Start SUPPLIED MATERIAL

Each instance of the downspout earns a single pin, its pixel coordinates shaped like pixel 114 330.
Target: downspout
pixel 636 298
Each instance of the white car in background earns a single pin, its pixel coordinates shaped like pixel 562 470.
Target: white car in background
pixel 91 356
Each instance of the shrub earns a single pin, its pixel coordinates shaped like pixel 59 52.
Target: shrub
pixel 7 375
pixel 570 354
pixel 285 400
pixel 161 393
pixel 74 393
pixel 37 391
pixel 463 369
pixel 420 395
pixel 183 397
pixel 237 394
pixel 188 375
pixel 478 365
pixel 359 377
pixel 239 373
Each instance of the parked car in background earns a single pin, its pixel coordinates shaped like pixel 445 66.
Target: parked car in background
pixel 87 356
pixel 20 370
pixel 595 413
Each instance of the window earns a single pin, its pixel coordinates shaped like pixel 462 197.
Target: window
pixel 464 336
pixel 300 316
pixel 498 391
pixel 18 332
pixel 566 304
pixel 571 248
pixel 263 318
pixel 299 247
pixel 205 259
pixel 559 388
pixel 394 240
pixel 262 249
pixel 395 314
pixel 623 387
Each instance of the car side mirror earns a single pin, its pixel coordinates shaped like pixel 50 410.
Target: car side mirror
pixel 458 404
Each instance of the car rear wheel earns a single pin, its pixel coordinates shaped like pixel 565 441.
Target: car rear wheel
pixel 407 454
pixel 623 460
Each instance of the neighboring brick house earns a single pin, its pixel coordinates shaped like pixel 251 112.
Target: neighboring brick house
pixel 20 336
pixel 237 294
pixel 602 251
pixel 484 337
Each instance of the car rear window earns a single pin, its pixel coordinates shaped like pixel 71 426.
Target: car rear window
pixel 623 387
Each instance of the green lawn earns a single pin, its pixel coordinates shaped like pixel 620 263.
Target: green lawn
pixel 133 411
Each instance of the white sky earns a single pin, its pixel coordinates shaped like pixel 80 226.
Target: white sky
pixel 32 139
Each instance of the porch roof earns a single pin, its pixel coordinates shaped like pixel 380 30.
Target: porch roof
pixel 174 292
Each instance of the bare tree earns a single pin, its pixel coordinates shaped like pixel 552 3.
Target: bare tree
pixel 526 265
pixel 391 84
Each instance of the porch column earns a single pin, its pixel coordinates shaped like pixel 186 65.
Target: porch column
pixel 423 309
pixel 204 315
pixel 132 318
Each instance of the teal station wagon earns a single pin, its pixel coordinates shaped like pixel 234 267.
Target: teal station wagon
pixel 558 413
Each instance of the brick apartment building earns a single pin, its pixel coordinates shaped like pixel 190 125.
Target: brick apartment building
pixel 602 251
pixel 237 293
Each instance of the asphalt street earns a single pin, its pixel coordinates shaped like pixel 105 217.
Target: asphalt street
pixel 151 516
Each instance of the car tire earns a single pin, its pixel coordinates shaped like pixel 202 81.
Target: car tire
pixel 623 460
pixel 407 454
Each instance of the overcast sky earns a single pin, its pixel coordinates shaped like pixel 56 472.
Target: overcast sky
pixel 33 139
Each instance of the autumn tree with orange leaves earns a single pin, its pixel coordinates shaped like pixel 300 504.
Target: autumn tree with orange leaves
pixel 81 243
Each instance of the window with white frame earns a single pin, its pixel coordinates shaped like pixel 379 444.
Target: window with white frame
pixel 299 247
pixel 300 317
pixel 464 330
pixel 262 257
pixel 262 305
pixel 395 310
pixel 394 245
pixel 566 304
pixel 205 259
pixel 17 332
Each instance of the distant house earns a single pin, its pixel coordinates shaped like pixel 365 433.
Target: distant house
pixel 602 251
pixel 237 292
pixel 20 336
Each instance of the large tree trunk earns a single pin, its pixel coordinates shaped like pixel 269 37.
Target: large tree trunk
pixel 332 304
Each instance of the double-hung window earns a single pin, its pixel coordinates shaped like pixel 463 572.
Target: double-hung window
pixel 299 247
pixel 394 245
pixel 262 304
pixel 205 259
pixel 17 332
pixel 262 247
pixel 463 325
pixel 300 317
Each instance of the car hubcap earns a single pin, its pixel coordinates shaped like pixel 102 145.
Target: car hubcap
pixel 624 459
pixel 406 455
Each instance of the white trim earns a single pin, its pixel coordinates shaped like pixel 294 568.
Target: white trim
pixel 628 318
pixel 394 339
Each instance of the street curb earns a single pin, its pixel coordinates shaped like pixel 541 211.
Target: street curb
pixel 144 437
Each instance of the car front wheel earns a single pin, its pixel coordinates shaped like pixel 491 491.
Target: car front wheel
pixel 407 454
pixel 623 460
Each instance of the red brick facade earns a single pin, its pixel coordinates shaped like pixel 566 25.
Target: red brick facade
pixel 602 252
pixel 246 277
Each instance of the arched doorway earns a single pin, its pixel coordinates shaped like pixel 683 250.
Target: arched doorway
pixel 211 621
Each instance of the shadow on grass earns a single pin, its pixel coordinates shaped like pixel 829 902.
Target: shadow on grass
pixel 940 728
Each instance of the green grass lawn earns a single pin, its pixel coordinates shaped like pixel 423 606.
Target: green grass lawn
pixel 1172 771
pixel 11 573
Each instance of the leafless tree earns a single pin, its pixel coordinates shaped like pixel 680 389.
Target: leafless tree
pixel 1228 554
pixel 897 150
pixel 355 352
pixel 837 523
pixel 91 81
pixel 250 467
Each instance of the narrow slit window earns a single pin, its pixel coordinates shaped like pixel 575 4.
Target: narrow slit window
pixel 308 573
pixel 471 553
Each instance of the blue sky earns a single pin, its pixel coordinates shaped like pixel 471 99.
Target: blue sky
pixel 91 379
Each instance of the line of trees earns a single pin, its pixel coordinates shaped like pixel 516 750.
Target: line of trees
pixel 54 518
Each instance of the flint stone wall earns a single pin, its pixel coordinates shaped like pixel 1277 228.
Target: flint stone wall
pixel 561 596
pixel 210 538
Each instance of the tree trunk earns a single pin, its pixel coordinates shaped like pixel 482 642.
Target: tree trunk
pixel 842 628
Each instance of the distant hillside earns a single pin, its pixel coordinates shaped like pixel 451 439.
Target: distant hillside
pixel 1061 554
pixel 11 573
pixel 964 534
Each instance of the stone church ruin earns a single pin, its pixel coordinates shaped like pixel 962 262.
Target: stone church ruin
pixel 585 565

End SUPPLIED MATERIAL
Start SUPPLIED MATERIAL

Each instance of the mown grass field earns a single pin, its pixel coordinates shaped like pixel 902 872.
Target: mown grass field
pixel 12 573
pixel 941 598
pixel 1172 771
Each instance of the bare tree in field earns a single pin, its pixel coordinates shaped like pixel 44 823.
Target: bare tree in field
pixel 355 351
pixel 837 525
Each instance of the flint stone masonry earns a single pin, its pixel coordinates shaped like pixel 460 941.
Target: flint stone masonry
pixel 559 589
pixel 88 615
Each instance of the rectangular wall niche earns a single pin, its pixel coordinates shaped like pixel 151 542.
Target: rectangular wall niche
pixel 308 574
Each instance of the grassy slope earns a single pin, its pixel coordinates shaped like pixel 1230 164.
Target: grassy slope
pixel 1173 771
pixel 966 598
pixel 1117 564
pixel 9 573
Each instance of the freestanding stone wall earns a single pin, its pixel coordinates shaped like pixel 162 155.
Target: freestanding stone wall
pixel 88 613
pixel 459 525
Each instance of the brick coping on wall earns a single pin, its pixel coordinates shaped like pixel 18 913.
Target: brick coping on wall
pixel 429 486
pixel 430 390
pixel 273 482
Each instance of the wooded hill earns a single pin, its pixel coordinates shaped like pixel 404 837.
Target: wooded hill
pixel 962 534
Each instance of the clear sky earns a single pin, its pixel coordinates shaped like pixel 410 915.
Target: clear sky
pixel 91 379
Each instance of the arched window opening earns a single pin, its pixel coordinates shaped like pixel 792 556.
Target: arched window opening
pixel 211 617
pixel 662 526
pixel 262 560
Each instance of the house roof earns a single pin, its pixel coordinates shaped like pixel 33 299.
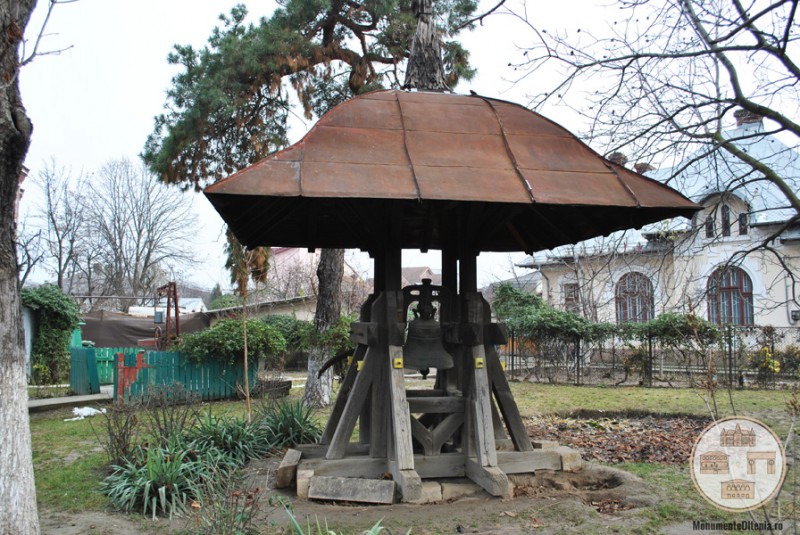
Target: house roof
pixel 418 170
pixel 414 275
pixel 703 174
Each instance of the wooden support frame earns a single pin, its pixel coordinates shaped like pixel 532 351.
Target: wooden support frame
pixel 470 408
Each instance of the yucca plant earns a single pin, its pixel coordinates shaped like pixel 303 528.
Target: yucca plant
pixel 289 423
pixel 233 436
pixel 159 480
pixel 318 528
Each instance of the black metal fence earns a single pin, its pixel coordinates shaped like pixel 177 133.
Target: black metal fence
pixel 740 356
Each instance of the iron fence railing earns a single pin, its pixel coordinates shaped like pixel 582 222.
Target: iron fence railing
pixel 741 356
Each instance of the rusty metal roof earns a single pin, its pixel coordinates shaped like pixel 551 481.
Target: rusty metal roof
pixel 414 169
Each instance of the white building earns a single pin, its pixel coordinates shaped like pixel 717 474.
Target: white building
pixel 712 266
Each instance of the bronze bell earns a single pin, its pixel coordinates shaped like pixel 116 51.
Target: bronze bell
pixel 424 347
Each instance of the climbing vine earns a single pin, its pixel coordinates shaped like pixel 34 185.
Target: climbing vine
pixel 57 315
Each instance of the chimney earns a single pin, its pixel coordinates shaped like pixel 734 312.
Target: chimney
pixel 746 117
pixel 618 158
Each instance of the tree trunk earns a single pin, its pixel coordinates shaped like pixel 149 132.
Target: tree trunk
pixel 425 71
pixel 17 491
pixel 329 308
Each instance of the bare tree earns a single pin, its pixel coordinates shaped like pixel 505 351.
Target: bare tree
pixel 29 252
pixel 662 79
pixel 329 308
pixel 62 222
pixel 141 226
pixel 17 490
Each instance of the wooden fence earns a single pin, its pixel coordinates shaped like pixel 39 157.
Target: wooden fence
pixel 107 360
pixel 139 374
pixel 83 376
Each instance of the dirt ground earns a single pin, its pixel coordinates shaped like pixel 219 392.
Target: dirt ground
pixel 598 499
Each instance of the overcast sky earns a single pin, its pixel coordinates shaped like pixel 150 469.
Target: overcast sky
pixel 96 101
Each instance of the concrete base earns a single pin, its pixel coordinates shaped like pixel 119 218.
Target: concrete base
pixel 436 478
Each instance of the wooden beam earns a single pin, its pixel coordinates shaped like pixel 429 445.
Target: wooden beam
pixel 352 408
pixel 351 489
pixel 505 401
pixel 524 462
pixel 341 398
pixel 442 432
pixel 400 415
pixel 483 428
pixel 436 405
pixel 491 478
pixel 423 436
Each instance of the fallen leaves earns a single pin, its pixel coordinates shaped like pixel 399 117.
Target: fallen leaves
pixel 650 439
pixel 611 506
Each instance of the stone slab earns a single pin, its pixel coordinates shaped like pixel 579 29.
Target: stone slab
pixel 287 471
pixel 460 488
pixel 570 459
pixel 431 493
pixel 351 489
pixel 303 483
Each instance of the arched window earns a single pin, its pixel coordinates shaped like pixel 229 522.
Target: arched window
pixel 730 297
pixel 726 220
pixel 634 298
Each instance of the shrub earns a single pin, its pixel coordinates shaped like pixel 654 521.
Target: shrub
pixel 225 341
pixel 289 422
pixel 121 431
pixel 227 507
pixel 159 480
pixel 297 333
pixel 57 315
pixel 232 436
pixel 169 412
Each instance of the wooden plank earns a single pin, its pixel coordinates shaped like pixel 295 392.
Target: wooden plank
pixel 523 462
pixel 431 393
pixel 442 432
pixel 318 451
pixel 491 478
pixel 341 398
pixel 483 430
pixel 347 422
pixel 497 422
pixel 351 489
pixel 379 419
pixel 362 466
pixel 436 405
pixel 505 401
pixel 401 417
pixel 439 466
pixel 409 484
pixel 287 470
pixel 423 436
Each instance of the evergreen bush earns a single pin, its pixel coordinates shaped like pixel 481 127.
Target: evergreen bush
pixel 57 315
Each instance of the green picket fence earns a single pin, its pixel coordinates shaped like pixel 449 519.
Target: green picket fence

End SUPPLIED MATERIAL

**EXERCISE AIM**. Count the lines above that contain the word "shrub". Reply with the number only.

**ANSWER TO THE EXERCISE**. 4